● 原文:
标签:over empty += href amp top val eof return
嗯,今天好不容易把鸽了好久的缩点给弄完了……感觉好像……很简单?
算法的目的,其实就是在有向图上,把一个强连通分量缩成一个点……然后我们再对此搞搞事情,\(over\)
哦对,时间复杂度很显然是\(\Theta(n)\)的,懒得\(Proof\)了。
真是简明扼要的算法啊\(233\)
比较弱智的代码是下面的:
#include <stack>
#include <cstdio>
#include <iostream>
#define min Min
#define max Max
#define MAXN 10010
#define MAXM 50010
#define to(k) E[k].to
std::stack <int> S ;
struct Edge{
int to, next ;
}E[MAXM] ; int head[MAXN], vis[MAXN], c ;
int N, M, A, B, Ans, dfn[MAXN], low[MAXN], cnt ;
inline int Min(int a, int b) { return a & ((a - b) >> 31) | b & (~(a - b) >> 31) ; }
inline int Max(int a, int b) { return a & ((b - a) >> 31) | b & (~(b - a) >> 31) ; }
inline void _Add(int u, int v){ E[++ cnt].to = v, E[cnt].next = head[u], head[u] = cnt ;}
void Tarjan(int u){
S.push(u), vis[u] = 1 ;
dfn[u] = low[u] = ++ c ;
for (int k = head[u] ; k ; k = E[k].next){
if (vis[to(k)]) low[u] = min(low[u], low[to(k)]) ;
else if (!dfn[to(k)]) Tarjan(to(k)), low[u] = min(low[u], low[to(k)]) ;
}
if (dfn[u] == low[u]) ++ Ans ;
}
int main(){
int i ; std::cin >> N >> M ;
for (i = 1 ; i <= M ; ++ i) scanf("%d%d", &A, &B), _Add(A, B) ;
for (i = 1 ; i <= N ; ++ i) if (!dfn[i]) Tarjan(i) ; printf("%d", Ans) ; return 0 ;
}
十分\(zz\)的统计联通块个数……当然还有进阶版本:
其实就是让求大小非\(1\)的联通块个数……稍微弹个栈就行了\(233\)

● 所给资料:
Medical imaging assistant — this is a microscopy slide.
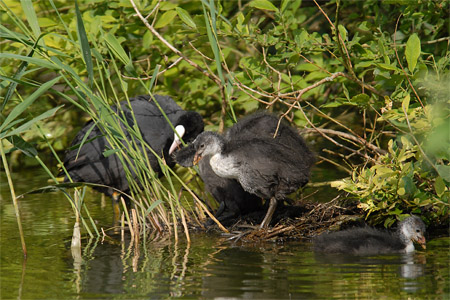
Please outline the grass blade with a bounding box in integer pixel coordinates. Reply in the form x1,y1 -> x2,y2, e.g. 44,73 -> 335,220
75,1 -> 94,87
0,105 -> 64,138
0,76 -> 61,132
20,0 -> 41,39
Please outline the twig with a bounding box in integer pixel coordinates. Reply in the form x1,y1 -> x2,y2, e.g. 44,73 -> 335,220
394,14 -> 424,108
130,0 -> 221,84
303,128 -> 387,154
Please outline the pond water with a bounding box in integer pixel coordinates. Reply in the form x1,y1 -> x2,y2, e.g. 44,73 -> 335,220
0,171 -> 450,299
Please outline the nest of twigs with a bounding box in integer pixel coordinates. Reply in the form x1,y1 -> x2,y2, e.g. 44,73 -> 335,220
221,196 -> 363,242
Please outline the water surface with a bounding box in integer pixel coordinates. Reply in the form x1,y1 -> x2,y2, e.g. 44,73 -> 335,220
0,171 -> 450,299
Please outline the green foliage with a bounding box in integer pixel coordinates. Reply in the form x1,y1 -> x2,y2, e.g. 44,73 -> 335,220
0,0 -> 450,230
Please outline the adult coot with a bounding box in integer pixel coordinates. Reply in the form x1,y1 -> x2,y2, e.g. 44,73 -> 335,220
314,216 -> 426,255
181,131 -> 310,227
61,95 -> 204,205
176,112 -> 314,222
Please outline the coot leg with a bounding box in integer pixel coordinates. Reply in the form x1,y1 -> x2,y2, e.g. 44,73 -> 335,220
259,197 -> 277,228
111,192 -> 120,225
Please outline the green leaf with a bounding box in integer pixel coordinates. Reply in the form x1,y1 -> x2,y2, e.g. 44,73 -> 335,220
338,24 -> 347,41
154,10 -> 177,28
434,176 -> 445,197
436,165 -> 450,182
145,199 -> 163,215
376,63 -> 399,72
75,1 -> 94,87
0,76 -> 61,132
0,53 -> 59,70
20,0 -> 41,38
176,7 -> 197,29
103,149 -> 120,157
0,105 -> 64,138
405,33 -> 421,72
402,94 -> 411,113
249,0 -> 278,11
105,33 -> 131,65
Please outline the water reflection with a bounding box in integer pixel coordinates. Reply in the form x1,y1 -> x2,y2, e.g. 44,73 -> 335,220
0,170 -> 450,299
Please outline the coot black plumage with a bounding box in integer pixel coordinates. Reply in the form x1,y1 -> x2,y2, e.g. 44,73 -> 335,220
314,216 -> 426,255
176,112 -> 314,222
61,95 -> 204,202
185,131 -> 310,227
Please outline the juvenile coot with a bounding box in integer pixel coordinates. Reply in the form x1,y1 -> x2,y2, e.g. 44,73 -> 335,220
314,216 -> 426,255
176,112 -> 314,222
183,131 -> 310,227
60,95 -> 204,204
175,144 -> 262,225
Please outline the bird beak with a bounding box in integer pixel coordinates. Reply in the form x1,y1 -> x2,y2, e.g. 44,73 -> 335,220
169,140 -> 181,155
193,153 -> 202,166
416,236 -> 427,249
169,125 -> 186,155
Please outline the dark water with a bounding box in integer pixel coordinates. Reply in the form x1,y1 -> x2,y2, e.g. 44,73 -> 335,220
0,171 -> 450,299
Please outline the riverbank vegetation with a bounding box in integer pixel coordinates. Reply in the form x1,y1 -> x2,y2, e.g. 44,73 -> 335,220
0,0 -> 450,244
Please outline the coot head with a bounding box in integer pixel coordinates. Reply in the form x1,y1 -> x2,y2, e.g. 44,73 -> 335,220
193,131 -> 225,165
169,111 -> 205,154
398,216 -> 426,252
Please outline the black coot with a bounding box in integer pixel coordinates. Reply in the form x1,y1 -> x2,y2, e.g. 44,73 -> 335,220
176,112 -> 314,222
61,95 -> 204,204
314,216 -> 426,255
185,131 -> 310,227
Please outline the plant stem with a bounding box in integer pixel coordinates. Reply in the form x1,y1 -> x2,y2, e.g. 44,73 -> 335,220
0,141 -> 27,259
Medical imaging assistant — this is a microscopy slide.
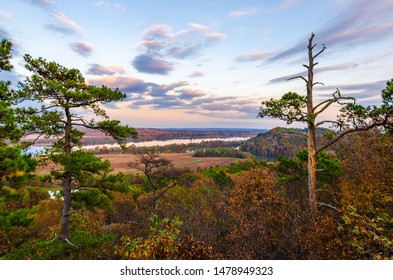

● 任务要求: 请列出原文代码中用 #define 定义的全部宏名。

● 完成结果: min、max、MAXN、MAXM、to(k)